EXCERPTED TEXT:
□ □ □ □ □
Everybody was lost, and we stumbled through it a few times, and it just sounded like four dudes messing around on four unrelated songs. Pissiness ensued.

Pete was doing this one kind of thing. I took a cue from it, and hooked up my iPod to the stereo. We listened to this one song that I heard as being related to Pete's idea. Pete came up with a long, complex version of what he was doing.

Pete, just play the first bar and loop that.

Pete plays.

No, no, the first bar.

Pete plays.

Pete! Just the first bar! Not the first two.

(it was a long day, I was caffeinated and testy)

And suddenly we had a thing! Is it soup yet? No, but it certainly is broth. We all jumped in, and made adjustments.

Suddenly, it was great, and we kept playing, and it got hotter with each take. Then it got too hot--everyone was hyped up and playing louder and more aggressively than the song needed. That's when we realized that we had it dialed in a couple of takes ago.

Really wonderful.

I slept like a rock (and, incidentally, blew off the Fiery Furnaces gig that I called First Ave and asked to be on the guest list. If anybody from First Ave is reading this, sorry about that)

Posted by Mike at 9:30 AM

More Spiritual Blah-Dee-Blah.


Somebody wrote me, angry about "His Truth." Again. I wrote her back saying, respectfully, that she seemed angry at this God she didn't believe in. She got PISSED. A friend of hers forwarded an IM exchange.

Here's my response:


Dear David:

Does she know so much about my life to say that bad shit isn't going down?

I do believe somebody who sees the sorrow in the world and gets pissed off that people believe in a God that's not intervening--rather than, say, FEMA--has an implicit beef with a God that's not paying attention.

It's baffling to me that to believe in God means:

a) I believe in an interventionist God the Dude, rather than a more fluid idea.

b) spirituality has eliminated fear/struggle in my life. You can call it ignorance, but it's not always bliss.

c) I'm endorsing Christianity/"salvation"/some other dogmatic, organized belief system. That spirituality = religion.

I don't have a dogmatic idea of what God is; it changes almost from day to day. Sometimes it's the spirit of humanity, sometimes it's Love, sometimes it's music, sometimes it's The Cosmos (yeah, cornball), and somethimes that old, paternal God the Dude. Among other things. Personally, that's essential to my spiritual consciousness.

"He had no interest in addressing what is widely acknowledged to be THE major question in christianity."

You're right, I have no interest in addressing that. Personally, it's irrelevant to my spiritual life.
□ □ □ □ □
WHAT TO WORK ON:
Answer these questions from the blog excerpt above:
1. What did the writer connect to the stereo?
2. Which band's gig did the writer skip?
3. At what time was the post about the rehearsal published?

Rows from a data collection:
□ □ □ □ □
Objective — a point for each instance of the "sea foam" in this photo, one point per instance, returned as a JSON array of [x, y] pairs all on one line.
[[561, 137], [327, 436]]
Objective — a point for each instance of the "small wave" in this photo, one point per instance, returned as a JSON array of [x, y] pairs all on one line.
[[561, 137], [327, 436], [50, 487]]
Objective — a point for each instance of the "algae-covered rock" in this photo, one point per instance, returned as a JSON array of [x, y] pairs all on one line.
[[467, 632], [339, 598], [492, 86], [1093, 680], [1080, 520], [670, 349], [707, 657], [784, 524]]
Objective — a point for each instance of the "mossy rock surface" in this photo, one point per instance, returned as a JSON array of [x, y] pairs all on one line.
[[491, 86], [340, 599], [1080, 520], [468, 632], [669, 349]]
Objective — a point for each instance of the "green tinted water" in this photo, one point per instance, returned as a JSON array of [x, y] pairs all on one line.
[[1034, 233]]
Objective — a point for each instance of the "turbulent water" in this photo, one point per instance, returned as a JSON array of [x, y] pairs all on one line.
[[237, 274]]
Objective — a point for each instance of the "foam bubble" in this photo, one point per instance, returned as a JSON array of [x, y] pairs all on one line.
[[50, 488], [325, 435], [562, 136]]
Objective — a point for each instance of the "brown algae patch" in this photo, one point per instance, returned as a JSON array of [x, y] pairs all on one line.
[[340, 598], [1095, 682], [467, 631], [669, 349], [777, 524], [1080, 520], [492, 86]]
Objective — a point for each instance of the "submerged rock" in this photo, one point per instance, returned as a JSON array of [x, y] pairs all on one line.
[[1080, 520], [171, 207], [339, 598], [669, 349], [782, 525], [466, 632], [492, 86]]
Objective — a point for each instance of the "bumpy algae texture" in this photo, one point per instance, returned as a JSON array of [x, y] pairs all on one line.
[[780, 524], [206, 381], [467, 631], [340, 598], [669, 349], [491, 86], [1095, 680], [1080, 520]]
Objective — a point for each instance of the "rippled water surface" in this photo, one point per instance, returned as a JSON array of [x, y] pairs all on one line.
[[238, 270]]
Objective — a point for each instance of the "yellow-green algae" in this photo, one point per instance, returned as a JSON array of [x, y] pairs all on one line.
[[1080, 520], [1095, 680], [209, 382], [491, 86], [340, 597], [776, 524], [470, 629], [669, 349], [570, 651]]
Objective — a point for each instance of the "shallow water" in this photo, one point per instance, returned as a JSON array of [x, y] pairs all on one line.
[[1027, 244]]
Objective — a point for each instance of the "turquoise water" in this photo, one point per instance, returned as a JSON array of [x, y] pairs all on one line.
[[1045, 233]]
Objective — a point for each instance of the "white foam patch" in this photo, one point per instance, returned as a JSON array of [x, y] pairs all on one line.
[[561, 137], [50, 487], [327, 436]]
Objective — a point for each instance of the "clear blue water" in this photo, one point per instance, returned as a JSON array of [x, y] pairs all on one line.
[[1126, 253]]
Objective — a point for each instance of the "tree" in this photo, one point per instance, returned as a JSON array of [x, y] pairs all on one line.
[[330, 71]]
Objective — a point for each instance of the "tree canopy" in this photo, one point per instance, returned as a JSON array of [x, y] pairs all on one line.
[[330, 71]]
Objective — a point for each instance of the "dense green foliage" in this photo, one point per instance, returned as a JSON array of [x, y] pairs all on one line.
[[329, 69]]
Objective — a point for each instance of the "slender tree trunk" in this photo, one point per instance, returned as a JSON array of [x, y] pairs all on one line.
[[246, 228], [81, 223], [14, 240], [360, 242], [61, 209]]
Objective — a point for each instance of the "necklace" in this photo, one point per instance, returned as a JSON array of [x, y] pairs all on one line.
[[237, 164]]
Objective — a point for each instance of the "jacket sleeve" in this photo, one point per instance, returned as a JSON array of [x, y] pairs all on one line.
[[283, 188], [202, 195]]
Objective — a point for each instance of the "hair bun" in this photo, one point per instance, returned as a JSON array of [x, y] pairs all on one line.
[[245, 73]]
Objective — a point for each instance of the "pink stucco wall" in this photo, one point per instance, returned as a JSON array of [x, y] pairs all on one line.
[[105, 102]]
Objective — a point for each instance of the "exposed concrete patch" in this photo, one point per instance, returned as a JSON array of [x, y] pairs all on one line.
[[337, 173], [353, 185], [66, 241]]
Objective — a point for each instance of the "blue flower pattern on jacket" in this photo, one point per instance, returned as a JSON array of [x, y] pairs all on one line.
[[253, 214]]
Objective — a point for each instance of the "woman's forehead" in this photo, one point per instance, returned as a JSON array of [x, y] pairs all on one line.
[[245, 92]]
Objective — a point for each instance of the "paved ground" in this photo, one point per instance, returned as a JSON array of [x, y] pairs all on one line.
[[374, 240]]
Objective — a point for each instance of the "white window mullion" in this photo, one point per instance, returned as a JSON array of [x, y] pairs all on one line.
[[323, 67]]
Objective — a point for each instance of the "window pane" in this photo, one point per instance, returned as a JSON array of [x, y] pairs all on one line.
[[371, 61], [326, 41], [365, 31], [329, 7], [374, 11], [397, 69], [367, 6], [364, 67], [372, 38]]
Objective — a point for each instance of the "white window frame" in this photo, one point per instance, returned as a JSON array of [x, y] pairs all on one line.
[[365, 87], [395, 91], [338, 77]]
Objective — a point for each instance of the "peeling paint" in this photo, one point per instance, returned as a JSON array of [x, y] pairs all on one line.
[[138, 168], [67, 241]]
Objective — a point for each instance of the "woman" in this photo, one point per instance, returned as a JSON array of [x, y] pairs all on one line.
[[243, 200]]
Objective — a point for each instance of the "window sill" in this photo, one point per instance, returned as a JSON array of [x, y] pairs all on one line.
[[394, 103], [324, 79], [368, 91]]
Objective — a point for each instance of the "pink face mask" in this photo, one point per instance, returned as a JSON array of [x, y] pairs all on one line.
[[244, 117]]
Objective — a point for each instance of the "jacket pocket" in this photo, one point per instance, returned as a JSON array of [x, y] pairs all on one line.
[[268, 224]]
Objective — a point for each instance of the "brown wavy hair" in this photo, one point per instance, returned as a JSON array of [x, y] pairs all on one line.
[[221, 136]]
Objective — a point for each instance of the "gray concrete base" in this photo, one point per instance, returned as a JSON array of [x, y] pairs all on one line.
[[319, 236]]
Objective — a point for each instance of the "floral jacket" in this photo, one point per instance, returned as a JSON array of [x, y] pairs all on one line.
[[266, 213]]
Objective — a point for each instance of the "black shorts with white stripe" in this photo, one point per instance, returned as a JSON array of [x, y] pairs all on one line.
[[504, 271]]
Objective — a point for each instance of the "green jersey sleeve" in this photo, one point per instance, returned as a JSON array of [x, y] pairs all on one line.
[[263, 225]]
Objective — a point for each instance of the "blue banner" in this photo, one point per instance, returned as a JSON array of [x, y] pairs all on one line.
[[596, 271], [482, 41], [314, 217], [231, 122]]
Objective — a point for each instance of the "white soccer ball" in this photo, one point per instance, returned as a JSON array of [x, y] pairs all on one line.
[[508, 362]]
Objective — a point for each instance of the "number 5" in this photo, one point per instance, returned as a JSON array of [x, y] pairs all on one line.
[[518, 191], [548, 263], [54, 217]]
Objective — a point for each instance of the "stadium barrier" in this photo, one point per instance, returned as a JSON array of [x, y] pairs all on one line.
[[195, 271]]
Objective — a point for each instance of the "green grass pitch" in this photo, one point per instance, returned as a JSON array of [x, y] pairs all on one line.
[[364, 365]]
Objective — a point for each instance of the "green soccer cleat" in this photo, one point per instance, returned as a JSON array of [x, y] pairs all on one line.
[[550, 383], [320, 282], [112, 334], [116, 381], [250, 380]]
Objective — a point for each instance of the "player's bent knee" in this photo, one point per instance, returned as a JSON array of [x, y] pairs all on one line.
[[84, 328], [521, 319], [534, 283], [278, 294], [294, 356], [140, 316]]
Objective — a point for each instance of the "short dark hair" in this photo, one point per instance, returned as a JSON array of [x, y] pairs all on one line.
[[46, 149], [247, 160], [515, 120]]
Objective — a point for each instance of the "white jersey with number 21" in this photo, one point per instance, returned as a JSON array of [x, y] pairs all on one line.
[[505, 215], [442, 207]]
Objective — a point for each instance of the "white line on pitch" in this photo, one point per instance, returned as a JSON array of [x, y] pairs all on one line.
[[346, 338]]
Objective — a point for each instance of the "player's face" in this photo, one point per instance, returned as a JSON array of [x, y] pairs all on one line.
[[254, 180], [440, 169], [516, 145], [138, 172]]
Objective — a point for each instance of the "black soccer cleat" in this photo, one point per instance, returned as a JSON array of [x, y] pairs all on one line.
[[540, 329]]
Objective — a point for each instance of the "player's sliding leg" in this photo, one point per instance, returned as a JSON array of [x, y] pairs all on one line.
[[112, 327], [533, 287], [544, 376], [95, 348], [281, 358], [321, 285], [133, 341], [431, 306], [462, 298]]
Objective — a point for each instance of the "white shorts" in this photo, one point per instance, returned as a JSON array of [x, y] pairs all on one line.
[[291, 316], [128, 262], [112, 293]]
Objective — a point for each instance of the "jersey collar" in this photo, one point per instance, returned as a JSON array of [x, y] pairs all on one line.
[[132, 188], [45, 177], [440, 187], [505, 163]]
□ □ □ □ □
PROBLEM SOLUTION:
1. An iPod
2. The Fiery Furnaces
3. 9:30 AM